◆ Objective
From the entries below, pull out and copy every line that contains the word "white". Case matters, so the letters must match exactly.

◆ Stored records
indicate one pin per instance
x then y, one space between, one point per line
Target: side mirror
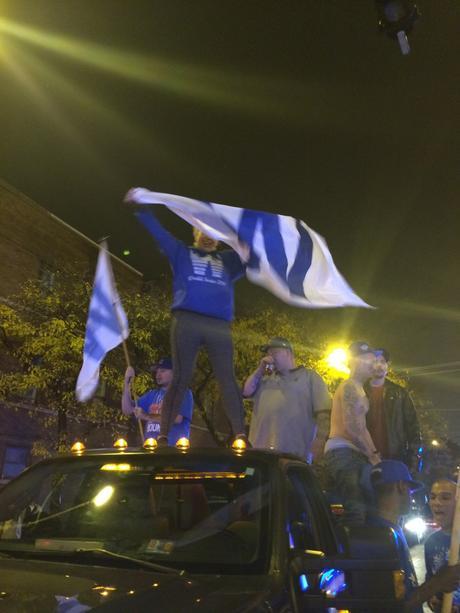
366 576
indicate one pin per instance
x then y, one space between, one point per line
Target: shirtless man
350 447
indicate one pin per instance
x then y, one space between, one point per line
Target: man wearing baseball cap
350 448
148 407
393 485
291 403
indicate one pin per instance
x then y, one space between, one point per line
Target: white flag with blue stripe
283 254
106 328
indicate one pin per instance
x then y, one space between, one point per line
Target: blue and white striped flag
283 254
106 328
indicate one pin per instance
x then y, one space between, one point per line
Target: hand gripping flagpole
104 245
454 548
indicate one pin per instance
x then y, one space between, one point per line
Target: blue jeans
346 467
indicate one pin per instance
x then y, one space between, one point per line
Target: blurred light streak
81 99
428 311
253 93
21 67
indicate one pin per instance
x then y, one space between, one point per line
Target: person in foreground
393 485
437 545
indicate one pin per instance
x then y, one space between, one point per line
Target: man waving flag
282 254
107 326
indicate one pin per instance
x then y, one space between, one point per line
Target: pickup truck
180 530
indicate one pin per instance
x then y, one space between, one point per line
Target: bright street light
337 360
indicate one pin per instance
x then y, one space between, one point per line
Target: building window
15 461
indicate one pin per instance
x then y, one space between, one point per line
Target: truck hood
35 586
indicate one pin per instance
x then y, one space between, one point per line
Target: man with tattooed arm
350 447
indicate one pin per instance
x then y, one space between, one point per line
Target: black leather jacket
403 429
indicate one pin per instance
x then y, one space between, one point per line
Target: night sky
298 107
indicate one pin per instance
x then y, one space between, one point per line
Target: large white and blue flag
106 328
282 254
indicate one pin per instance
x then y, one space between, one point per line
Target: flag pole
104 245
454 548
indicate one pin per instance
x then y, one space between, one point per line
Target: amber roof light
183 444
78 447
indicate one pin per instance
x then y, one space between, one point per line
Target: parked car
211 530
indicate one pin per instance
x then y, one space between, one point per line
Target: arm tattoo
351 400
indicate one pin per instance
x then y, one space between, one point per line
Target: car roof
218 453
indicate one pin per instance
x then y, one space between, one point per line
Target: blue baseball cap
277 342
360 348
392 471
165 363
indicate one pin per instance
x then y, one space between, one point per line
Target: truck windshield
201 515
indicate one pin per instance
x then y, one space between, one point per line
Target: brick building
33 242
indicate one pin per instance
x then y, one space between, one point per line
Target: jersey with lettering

◆ Result of this task
Target: white flag with blue stripe
Target: blue and white striped flag
Target: large white and blue flag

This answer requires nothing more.